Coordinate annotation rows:

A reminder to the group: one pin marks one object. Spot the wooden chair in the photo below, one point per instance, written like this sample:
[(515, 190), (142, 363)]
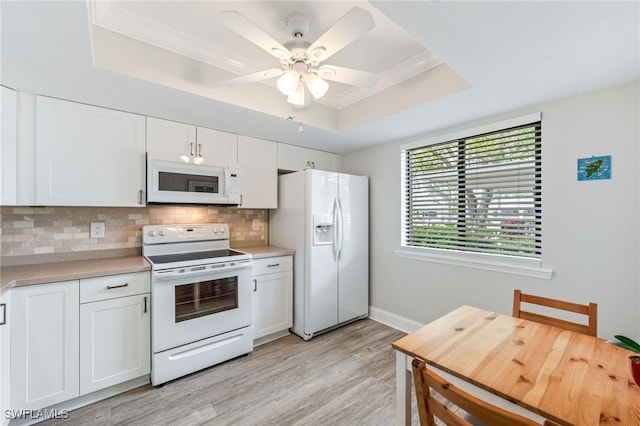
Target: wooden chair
[(590, 310), (429, 406)]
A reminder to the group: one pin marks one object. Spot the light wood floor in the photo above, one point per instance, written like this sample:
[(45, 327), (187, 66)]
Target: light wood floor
[(344, 377)]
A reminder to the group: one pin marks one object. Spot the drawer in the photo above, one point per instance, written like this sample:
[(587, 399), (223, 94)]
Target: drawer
[(269, 265), (112, 286)]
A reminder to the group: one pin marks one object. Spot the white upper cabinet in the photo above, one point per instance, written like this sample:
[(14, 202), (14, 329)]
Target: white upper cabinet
[(88, 156), (175, 141), (9, 147), (295, 158), (170, 139), (217, 148), (258, 166)]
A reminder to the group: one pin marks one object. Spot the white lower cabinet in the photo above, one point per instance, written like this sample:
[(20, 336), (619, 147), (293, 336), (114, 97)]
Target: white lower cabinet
[(44, 344), (71, 338), (5, 344), (114, 342), (273, 297), (115, 330)]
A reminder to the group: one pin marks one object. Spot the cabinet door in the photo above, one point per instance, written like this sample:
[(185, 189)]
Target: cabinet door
[(5, 337), (258, 165), (292, 158), (321, 160), (115, 342), (9, 147), (273, 303), (171, 140), (44, 344), (88, 156), (217, 148)]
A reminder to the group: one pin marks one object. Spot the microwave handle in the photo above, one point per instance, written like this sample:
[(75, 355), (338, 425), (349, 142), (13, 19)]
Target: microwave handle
[(232, 190)]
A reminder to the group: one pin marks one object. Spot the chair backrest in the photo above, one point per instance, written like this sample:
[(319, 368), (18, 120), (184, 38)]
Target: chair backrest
[(429, 405), (590, 310)]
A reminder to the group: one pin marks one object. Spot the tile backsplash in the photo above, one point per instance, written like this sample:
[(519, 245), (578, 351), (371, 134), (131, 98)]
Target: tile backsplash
[(50, 230)]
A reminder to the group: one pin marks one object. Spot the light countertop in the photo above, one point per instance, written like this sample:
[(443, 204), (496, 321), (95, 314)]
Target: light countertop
[(265, 251), (42, 273)]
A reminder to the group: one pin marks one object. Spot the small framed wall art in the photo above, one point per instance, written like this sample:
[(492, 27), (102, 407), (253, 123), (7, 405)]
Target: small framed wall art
[(594, 168)]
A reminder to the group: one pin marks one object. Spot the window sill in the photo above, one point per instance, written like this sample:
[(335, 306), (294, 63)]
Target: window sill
[(526, 267)]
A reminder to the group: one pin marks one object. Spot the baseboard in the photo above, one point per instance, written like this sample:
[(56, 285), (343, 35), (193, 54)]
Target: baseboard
[(393, 320)]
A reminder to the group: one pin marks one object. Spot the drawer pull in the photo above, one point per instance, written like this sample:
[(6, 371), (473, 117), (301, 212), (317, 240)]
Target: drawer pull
[(111, 287)]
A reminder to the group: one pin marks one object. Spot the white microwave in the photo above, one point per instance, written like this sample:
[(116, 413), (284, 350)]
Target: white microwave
[(188, 183)]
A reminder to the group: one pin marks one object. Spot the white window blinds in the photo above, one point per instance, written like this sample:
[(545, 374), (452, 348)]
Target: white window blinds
[(478, 194)]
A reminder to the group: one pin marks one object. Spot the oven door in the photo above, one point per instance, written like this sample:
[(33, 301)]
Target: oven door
[(193, 308)]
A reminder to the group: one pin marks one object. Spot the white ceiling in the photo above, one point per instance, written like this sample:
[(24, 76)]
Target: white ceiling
[(480, 58)]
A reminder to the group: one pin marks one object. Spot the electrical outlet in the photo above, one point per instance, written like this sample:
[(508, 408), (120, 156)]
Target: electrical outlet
[(97, 229)]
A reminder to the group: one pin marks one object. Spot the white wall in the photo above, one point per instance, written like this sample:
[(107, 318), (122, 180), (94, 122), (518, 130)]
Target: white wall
[(591, 234)]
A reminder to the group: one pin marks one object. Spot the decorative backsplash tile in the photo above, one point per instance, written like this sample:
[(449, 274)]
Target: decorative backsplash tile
[(44, 230)]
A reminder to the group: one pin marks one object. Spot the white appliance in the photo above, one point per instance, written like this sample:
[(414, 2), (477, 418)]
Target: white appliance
[(201, 298), (324, 217), (170, 181)]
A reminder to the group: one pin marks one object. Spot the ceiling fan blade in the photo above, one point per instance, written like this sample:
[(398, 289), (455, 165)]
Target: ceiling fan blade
[(252, 78), (348, 76), (247, 29), (351, 26)]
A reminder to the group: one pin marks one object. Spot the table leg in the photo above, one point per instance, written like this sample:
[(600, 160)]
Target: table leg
[(403, 391)]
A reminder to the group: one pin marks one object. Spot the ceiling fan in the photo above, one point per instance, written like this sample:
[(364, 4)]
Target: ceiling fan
[(301, 71)]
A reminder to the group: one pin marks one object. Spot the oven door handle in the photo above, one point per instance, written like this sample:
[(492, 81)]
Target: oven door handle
[(165, 274)]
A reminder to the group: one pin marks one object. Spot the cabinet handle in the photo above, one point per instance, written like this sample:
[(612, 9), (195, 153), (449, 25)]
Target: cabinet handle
[(111, 287)]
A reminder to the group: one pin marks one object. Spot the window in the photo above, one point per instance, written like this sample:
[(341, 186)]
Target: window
[(477, 193)]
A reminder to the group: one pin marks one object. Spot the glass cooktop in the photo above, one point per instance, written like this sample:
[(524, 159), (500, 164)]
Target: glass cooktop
[(198, 255)]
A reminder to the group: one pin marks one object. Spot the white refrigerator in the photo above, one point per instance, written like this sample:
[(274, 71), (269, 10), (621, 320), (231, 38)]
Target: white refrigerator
[(324, 217)]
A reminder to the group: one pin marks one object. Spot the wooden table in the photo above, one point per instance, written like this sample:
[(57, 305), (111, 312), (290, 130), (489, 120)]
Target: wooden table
[(567, 377)]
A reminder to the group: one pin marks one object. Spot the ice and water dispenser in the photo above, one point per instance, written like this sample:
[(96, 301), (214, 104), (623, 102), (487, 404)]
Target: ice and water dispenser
[(323, 229)]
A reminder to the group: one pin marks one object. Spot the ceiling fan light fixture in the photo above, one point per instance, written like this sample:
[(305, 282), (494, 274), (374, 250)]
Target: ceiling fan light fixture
[(280, 53), (317, 86), (298, 97), (288, 82), (317, 53)]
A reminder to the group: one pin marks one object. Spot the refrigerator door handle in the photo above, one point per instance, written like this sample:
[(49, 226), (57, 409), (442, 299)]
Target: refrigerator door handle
[(335, 229), (340, 230)]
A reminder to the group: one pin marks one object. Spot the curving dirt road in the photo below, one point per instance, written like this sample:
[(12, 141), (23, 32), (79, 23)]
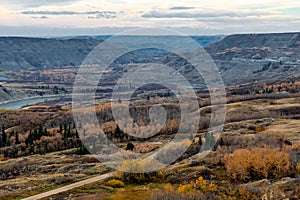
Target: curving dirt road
[(69, 187)]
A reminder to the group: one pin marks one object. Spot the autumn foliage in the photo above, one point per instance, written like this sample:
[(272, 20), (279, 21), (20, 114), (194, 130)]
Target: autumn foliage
[(255, 164)]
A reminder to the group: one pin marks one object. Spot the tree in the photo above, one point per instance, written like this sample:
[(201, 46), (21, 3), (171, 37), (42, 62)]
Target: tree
[(130, 146), (222, 143), (17, 138), (3, 137)]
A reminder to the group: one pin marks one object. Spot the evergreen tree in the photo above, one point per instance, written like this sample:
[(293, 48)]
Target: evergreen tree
[(17, 138), (3, 137), (129, 146)]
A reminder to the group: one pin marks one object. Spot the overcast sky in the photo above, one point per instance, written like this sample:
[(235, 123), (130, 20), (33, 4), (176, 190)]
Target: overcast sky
[(192, 17)]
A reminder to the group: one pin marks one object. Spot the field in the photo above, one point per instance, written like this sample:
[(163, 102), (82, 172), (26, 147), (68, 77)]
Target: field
[(262, 128)]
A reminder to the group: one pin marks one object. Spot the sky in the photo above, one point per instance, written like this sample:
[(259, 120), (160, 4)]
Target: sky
[(105, 17)]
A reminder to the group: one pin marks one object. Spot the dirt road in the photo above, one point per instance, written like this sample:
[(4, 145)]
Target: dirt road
[(69, 187)]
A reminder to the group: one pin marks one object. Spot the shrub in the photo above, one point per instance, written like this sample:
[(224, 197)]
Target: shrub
[(115, 183), (256, 164), (133, 171), (196, 189)]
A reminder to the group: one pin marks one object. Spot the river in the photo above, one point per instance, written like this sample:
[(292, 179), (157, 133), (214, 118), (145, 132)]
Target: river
[(26, 102)]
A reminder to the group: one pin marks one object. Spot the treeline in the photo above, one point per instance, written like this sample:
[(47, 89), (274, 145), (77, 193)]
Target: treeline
[(40, 141)]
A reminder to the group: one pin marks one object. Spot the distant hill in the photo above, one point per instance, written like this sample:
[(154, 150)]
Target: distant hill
[(31, 53), (255, 57), (241, 58), (10, 95)]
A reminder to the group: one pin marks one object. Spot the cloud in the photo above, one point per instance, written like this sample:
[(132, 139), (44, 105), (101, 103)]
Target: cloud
[(206, 14), (181, 8), (42, 17), (93, 14), (36, 3)]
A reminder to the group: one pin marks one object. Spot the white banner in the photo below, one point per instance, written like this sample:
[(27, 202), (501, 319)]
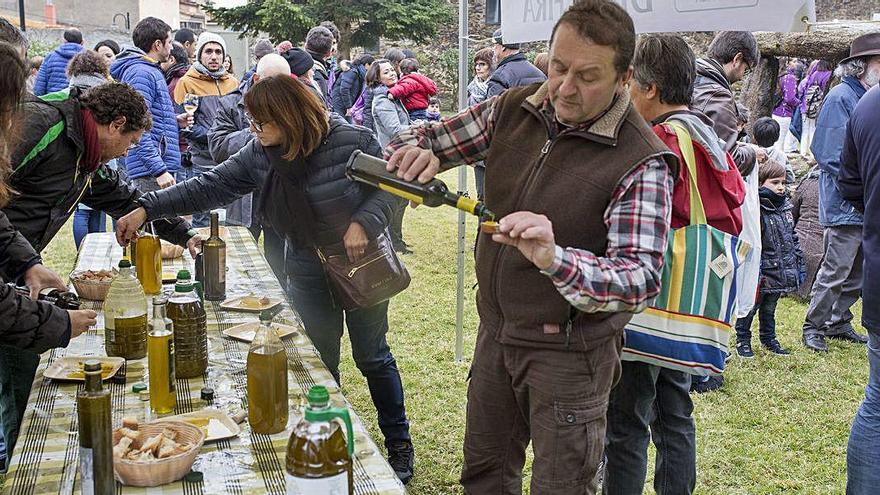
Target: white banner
[(533, 20)]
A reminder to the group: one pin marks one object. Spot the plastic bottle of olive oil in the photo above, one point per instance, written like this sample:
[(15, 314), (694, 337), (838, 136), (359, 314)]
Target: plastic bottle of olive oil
[(318, 457)]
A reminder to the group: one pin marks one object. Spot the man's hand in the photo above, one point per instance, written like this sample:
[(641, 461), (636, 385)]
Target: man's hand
[(532, 234), (355, 241), (38, 277), (194, 244), (127, 226), (166, 180), (81, 320), (184, 120), (413, 162)]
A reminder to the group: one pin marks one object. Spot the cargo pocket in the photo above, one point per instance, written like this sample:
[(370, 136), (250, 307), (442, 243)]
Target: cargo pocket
[(580, 439)]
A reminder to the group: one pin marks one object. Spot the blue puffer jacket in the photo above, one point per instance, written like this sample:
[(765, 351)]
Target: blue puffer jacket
[(53, 73), (347, 89), (158, 151), (783, 267), (827, 147)]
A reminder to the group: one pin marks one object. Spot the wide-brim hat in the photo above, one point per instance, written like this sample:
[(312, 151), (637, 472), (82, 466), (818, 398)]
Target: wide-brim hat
[(498, 39), (867, 45)]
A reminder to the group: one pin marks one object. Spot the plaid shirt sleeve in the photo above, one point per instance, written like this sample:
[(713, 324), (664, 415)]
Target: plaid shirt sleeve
[(627, 277), (464, 138)]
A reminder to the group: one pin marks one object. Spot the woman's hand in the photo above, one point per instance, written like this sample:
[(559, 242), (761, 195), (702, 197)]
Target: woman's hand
[(355, 241), (126, 227)]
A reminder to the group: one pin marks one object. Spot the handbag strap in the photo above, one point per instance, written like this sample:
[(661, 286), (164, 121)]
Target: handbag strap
[(686, 145)]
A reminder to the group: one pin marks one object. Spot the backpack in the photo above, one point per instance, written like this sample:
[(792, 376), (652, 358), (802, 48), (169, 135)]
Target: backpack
[(815, 97)]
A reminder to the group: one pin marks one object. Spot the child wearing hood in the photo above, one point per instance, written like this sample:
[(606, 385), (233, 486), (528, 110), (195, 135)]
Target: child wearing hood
[(782, 262)]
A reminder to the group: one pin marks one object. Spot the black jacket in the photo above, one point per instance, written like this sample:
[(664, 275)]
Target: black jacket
[(782, 263), (335, 200), (50, 183), (514, 71), (24, 323)]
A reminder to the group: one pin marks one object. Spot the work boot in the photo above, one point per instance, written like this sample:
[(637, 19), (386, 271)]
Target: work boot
[(815, 342), (402, 458)]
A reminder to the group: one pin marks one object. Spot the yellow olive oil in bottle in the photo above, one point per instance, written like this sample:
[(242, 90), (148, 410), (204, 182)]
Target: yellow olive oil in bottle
[(190, 328), (267, 380), (214, 259), (318, 458), (125, 316), (160, 348), (95, 434)]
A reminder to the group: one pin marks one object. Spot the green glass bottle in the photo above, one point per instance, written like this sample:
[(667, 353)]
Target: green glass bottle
[(95, 434)]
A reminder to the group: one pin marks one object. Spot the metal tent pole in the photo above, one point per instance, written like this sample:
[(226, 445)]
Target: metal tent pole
[(462, 179)]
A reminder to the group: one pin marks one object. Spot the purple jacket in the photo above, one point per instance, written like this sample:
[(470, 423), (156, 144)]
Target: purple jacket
[(816, 78), (790, 101)]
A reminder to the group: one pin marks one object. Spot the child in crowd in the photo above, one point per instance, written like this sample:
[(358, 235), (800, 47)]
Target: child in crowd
[(433, 109), (414, 90), (782, 262), (766, 130)]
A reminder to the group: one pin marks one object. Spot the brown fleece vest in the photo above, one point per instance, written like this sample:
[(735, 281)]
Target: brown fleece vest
[(570, 179)]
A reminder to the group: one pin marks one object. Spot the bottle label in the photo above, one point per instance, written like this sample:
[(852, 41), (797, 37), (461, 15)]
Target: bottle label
[(333, 485), (87, 471)]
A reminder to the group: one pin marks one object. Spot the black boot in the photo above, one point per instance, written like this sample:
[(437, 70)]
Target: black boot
[(402, 458)]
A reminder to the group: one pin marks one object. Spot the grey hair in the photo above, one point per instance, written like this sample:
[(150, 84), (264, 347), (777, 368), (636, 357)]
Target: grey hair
[(853, 68)]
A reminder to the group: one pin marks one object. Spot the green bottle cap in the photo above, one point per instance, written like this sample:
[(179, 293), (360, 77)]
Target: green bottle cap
[(318, 396)]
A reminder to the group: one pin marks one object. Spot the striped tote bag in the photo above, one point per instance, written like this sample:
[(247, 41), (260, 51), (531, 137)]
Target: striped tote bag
[(687, 326)]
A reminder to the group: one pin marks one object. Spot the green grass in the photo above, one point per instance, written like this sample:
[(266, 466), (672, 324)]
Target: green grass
[(779, 425)]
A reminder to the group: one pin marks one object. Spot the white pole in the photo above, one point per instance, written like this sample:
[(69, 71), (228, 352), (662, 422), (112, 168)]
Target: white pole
[(463, 64)]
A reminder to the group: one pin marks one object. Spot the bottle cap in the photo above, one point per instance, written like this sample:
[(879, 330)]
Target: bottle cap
[(318, 396), (207, 394)]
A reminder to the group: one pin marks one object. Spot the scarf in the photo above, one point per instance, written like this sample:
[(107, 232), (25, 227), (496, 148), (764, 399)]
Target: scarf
[(283, 201), (91, 160), (218, 74)]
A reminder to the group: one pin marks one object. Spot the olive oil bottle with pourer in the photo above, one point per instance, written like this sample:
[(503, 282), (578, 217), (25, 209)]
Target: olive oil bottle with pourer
[(371, 170), (160, 360), (95, 434), (267, 380), (319, 460), (214, 259)]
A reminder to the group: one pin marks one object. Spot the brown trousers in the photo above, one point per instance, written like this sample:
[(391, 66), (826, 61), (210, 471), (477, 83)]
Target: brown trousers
[(556, 399)]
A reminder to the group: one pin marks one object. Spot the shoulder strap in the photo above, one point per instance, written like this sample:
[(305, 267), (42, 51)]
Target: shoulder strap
[(686, 145)]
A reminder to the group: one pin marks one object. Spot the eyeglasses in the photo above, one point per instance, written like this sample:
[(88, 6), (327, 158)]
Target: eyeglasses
[(258, 126)]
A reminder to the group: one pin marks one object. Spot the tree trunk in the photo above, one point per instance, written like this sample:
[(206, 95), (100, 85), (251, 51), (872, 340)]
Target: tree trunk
[(759, 90), (832, 45)]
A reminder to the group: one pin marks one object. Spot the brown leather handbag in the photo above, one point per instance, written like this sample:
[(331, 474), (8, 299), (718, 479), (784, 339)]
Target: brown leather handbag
[(377, 277)]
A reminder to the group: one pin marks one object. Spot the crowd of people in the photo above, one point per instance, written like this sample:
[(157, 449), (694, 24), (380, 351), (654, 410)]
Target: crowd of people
[(638, 129)]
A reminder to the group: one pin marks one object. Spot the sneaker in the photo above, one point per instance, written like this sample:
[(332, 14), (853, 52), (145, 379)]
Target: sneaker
[(706, 384), (774, 347), (402, 458), (744, 349)]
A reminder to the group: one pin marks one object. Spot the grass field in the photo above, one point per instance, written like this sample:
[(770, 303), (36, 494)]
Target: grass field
[(779, 425)]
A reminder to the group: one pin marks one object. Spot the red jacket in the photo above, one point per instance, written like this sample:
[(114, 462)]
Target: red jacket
[(723, 192), (414, 90)]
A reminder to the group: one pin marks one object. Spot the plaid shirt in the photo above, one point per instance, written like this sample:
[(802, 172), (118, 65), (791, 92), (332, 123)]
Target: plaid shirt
[(627, 277)]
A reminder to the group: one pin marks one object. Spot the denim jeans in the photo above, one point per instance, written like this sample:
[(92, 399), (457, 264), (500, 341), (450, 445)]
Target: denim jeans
[(87, 221), (202, 218), (312, 298), (648, 403), (766, 310), (863, 450), (17, 370)]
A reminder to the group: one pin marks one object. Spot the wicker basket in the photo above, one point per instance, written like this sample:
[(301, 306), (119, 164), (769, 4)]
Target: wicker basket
[(161, 471), (92, 290), (171, 251)]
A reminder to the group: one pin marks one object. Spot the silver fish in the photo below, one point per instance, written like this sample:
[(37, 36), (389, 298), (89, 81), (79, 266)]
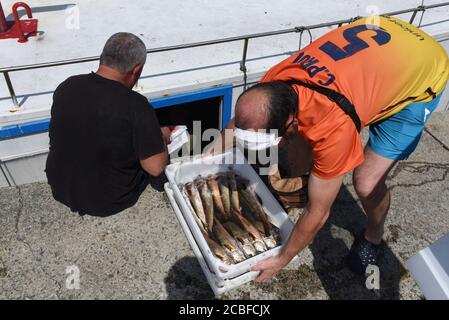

> SHORT TASK
Format the lines of the rows above as a Markdown table with the columns "No." and "Line", giving each line a running number and leaving out blank lines. Begin at the line that contains "the white pole" and stop after the line that contains "[(258, 126)]".

> EXPECTED OUTPUT
| No. | Line |
|---|---|
| 1 | A reminder to the group: one pin marks one object. Spot the white pole in the photo above, one point per instance, written like this sample: |
| 2 | [(69, 71), (228, 352), (662, 422), (112, 168)] |
| 3 | Target: white pole |
| 4 | [(463, 64)] |
| 5 | A reminder to the group: one pin marks one object. Spot the bottle cap in the photo above, one point per instance, written like this sample: |
| 6 | [(879, 330)] |
| 7 | Target: bottle cap |
| 8 | [(318, 396), (207, 394)] |
| 9 | A reminder to the group: one pin marks one object. Spot the scarf in the photo above, one point per instance, written like this sample: |
| 10 | [(107, 232), (25, 227), (496, 148), (764, 399)] |
| 11 | Target: scarf |
| 12 | [(283, 201), (91, 160), (218, 74)] |
| 13 | A reminder to the group: one pin marks one object. Spot the olive oil bottle with pourer in the photo above, one point per instance, written like this sample: |
| 14 | [(503, 282), (578, 217), (25, 209)] |
| 15 | Target: olive oil bottle with pourer |
| 16 | [(371, 170), (160, 360), (95, 434), (267, 380), (319, 460), (214, 259)] |
| 17 | A reminder to the group: one pin marks one object. Spot the brown trousers in the photo above, one point per instance, written like this sample: |
| 18 | [(391, 66), (826, 61), (210, 471), (477, 83)] |
| 19 | Target: brown trousers |
| 20 | [(556, 399)] |
| 21 | A reminder to the group: one pin marks one object. Spot the shoulder strap in the photo above, one point per instance, written like this sample: |
| 22 | [(305, 267), (42, 51)] |
| 23 | Target: shoulder strap |
| 24 | [(686, 145)] |
| 25 | A reminder to the group: one pin marks one object. Spot the eyeglasses in the photo above, one point per instance, written like this sample: |
| 26 | [(88, 6), (327, 158)] |
| 27 | Target: eyeglasses |
| 28 | [(258, 126)] |